Work instruction ▸ Nothing but the lines from the line with "Keypoint guideline: for each instance of the horse's back" to the end of the records below should appear in the answer, each exactly as given.

Recorded data ▸
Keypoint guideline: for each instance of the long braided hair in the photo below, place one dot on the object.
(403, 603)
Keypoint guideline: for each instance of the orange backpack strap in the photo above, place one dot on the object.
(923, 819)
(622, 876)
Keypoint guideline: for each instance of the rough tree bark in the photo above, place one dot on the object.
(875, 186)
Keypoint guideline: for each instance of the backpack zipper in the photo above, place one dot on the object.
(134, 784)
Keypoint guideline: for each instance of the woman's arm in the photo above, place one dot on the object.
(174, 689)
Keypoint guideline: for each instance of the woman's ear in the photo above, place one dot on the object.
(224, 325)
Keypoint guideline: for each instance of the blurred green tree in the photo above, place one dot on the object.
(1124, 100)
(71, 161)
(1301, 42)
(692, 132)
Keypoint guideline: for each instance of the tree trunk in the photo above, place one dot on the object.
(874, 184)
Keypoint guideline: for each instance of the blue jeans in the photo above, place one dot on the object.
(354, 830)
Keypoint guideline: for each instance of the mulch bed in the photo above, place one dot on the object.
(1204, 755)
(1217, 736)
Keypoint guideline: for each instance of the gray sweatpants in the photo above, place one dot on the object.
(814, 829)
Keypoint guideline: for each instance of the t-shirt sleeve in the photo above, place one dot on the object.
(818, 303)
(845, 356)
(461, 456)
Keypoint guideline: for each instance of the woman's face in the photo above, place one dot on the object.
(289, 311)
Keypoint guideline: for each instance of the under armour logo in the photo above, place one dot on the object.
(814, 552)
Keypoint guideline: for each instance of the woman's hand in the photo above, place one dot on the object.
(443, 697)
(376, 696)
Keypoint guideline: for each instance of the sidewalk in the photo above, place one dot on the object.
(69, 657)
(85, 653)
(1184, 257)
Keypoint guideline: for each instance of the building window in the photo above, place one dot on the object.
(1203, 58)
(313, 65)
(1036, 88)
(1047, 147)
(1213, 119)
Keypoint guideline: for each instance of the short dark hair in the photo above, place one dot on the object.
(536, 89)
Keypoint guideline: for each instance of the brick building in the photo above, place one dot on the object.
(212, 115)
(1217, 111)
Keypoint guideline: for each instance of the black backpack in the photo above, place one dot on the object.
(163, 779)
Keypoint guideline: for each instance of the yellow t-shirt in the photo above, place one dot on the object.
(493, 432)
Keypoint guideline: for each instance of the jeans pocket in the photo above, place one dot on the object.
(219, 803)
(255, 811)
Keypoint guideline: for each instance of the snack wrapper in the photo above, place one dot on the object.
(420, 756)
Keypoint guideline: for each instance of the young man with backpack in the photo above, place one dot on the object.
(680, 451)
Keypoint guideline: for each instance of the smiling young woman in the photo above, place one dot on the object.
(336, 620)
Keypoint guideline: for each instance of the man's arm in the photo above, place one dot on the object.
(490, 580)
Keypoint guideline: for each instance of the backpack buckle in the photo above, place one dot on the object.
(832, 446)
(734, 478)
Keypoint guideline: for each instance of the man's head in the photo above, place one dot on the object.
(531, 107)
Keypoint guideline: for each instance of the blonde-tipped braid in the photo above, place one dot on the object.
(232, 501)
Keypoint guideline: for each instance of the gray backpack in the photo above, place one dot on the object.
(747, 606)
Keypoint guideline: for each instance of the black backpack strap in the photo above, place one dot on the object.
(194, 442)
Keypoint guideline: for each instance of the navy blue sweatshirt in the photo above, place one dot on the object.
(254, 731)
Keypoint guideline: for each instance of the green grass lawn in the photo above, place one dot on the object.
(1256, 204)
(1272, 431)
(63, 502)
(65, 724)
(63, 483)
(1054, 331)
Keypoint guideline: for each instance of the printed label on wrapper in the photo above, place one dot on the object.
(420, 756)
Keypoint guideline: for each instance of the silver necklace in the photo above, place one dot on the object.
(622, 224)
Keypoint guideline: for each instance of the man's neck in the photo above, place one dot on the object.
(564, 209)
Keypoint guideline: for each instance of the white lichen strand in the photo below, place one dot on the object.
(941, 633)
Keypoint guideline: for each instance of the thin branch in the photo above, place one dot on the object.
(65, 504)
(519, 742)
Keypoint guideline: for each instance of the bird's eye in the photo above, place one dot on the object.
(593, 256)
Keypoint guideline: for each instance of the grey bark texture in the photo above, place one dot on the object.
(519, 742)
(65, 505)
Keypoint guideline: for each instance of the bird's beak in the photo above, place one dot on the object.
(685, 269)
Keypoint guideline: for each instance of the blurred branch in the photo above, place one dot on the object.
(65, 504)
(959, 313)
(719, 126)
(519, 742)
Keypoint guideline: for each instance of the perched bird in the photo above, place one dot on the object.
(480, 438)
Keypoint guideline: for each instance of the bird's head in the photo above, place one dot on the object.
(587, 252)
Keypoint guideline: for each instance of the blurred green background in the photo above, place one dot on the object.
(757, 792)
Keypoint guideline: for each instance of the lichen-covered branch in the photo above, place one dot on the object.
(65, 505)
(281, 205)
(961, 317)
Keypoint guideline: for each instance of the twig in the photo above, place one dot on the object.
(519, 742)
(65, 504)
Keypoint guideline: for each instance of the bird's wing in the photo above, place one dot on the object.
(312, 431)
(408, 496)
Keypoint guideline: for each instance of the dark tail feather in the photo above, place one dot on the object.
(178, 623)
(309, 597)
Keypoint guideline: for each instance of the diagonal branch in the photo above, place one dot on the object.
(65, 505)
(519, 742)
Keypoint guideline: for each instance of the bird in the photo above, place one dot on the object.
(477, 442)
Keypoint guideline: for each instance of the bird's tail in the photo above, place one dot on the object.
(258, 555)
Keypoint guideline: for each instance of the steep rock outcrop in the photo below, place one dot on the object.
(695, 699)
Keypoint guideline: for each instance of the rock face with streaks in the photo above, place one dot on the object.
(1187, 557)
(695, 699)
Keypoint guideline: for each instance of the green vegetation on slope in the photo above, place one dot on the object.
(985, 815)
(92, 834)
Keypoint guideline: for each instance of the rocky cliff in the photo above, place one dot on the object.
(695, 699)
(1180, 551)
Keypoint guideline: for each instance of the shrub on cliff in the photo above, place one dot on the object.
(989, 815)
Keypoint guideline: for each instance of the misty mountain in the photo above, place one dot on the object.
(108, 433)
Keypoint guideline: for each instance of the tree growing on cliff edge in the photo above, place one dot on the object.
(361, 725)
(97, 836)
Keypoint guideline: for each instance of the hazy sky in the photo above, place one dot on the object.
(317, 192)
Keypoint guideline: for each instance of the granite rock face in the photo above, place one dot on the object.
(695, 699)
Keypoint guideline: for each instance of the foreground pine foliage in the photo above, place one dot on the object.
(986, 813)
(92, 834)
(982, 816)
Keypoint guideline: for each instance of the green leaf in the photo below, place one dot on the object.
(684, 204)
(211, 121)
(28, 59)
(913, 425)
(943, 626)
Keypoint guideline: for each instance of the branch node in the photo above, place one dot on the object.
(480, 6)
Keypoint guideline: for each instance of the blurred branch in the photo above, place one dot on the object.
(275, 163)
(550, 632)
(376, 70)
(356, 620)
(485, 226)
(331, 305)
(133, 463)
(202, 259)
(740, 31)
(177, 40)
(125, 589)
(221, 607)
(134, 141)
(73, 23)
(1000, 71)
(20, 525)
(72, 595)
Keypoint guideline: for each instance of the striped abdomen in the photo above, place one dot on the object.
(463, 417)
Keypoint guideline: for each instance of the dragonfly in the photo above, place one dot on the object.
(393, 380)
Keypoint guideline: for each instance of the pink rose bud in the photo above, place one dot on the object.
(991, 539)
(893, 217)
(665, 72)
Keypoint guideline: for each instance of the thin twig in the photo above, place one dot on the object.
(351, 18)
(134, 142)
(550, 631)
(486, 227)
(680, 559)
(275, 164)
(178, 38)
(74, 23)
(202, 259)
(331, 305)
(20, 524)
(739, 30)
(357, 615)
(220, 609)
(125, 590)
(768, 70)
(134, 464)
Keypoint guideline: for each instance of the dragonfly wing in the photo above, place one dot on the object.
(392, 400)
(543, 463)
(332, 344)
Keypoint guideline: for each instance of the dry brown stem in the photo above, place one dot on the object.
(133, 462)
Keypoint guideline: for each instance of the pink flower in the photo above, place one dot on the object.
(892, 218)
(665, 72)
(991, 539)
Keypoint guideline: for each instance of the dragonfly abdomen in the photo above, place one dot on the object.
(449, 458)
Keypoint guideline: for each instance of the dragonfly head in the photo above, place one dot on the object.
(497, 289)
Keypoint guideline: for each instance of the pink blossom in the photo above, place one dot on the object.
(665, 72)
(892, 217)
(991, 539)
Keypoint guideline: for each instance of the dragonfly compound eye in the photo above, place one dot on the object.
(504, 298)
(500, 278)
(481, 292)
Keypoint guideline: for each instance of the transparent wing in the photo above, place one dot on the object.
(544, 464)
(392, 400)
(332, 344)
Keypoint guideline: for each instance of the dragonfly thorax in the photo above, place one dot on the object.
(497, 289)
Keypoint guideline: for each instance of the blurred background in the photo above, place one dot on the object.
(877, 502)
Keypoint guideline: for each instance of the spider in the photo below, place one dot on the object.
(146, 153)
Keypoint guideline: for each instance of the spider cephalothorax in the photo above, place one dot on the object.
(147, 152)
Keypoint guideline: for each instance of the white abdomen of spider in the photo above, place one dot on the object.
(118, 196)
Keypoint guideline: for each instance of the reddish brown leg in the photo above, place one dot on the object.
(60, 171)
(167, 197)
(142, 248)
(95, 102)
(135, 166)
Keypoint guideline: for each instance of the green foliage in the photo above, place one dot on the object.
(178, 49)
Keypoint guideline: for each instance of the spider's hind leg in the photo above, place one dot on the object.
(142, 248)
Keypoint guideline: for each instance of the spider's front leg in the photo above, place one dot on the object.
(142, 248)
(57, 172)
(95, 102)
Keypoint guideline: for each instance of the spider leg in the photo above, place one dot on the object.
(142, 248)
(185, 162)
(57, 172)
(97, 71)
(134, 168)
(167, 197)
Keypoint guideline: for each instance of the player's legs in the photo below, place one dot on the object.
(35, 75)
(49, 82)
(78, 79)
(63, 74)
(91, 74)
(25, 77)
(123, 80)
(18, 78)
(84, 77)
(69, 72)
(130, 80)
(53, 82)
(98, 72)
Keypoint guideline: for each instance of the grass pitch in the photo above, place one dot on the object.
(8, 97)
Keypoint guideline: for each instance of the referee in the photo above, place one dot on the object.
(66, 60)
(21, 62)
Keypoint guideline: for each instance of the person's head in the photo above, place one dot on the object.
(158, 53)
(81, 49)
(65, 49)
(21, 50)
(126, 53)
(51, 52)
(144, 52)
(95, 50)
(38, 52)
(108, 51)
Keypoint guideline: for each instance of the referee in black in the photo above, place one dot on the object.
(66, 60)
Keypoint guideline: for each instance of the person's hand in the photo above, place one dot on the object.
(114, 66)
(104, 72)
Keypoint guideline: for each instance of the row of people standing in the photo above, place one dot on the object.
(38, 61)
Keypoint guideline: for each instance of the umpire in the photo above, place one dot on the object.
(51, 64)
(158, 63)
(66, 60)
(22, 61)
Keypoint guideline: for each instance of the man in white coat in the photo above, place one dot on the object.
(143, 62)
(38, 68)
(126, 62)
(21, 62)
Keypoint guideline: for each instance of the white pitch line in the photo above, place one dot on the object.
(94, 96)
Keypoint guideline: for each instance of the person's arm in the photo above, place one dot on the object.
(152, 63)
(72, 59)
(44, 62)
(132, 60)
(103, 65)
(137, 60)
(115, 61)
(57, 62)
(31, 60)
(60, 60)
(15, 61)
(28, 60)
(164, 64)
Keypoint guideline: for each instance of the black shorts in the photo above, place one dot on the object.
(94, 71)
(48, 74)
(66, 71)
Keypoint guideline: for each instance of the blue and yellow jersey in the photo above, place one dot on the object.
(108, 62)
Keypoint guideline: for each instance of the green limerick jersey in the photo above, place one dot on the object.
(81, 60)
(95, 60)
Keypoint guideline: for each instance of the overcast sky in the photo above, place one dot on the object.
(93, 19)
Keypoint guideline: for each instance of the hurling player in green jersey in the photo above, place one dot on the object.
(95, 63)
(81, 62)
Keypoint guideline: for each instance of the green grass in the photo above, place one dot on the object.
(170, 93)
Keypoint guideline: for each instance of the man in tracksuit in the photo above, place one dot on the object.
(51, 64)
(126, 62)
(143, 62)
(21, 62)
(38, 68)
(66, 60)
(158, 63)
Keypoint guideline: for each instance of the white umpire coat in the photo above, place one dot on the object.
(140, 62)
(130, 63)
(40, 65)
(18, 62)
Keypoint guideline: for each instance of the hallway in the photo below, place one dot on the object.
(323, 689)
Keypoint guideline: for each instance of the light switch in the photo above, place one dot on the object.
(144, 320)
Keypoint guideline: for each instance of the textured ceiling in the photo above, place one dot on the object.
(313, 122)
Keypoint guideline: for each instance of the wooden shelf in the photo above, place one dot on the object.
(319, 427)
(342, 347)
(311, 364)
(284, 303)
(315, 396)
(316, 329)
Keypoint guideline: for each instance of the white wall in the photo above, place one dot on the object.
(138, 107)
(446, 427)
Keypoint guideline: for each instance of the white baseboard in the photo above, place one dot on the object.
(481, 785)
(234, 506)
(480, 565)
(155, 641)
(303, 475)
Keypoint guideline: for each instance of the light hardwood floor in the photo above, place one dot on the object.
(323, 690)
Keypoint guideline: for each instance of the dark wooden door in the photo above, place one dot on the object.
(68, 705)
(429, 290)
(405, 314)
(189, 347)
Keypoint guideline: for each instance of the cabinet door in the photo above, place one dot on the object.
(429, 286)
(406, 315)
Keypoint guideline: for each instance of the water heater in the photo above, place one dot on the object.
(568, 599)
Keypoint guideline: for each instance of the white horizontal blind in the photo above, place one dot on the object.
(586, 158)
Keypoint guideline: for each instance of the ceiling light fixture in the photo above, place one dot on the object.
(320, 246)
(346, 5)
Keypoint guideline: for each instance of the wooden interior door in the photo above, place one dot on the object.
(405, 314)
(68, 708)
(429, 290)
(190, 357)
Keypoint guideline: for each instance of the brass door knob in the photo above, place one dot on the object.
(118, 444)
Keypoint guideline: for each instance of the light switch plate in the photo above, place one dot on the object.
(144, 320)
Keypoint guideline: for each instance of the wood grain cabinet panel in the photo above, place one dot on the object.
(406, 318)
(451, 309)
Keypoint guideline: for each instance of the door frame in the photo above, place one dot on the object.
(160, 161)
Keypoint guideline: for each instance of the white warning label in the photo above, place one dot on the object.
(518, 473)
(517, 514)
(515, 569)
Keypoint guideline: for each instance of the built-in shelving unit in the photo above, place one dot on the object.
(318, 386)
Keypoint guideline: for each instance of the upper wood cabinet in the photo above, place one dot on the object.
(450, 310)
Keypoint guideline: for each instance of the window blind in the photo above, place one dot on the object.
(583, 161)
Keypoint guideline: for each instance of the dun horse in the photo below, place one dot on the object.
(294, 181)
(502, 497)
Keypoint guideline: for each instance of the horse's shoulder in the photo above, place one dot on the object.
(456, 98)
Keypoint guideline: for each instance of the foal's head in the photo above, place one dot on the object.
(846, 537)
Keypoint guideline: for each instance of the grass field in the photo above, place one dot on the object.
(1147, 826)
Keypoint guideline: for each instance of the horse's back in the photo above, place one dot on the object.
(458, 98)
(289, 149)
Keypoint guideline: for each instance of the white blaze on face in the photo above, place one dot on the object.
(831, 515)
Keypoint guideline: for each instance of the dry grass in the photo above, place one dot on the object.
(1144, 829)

Solution to the exercise ▸
Keypoint guideline: for each instance of the horse's back in the photo above, place one dot on the object.
(458, 98)
(289, 149)
Keypoint guideline: for each instance of the white blaze on face in the photo above, place one dot on the object.
(831, 515)
Keypoint guideline: for each instance of the dry grass in the photo above, place one dot on the object.
(1144, 829)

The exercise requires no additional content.